Keep the images out and copy every entry below exactly.

--- BEGIN Source data ---

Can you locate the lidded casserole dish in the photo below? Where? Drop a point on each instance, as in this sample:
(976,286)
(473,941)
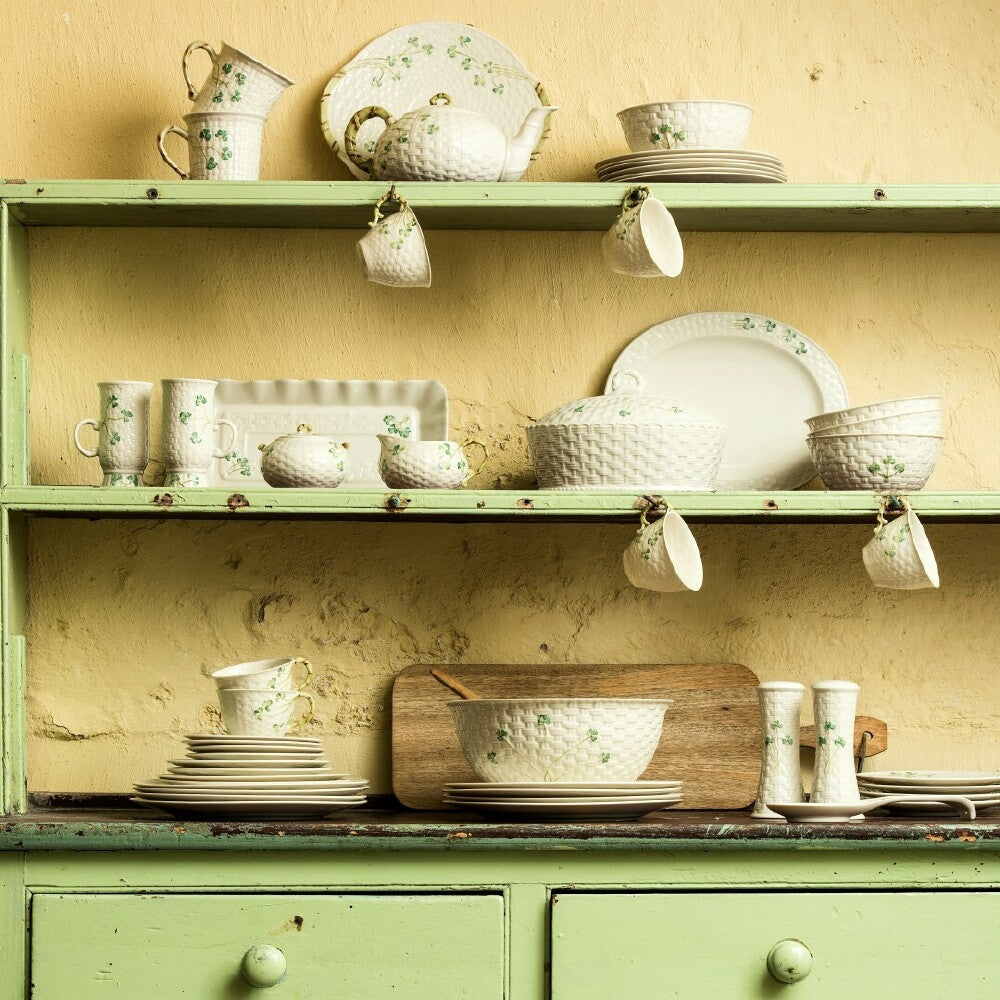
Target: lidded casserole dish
(627,440)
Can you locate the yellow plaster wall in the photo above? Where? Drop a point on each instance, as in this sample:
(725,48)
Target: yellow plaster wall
(126,618)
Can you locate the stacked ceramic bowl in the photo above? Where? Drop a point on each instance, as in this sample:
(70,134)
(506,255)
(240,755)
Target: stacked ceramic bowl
(981,787)
(699,141)
(258,777)
(561,758)
(885,446)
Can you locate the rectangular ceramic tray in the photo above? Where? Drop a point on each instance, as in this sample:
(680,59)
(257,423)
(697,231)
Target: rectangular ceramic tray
(352,410)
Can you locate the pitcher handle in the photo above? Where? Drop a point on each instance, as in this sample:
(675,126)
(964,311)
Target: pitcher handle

--- END Source data ---

§ The solution
Can you locate the lidded casserole dish in the photo below? Where? Drop a point on each instance, as in this sample:
(976,286)
(473,941)
Target: lidded casserole dish
(627,440)
Can you locate the yellow plaster wall in the photo above? Where? Drop a point on each instance, as in this sample:
(725,48)
Target: yellow plaster wall
(126,618)
Can you locate the stacked ceramic bowl in the photo above? Where? Drop a point on each instance, as in this sample:
(70,134)
(506,255)
(240,755)
Target: stacked ceramic bowl
(981,787)
(699,141)
(258,777)
(561,758)
(885,446)
Can you locate the rectangular ceramic tray in the photo above? Where? Drop a point on each instance, as in this sample:
(680,59)
(257,423)
(697,231)
Target: rectangular ceramic tray
(352,410)
Can you locate the pitcher handle in the photo above? Where? Drop a point on each instance, as in this sample:
(675,126)
(964,311)
Target: pitcher handle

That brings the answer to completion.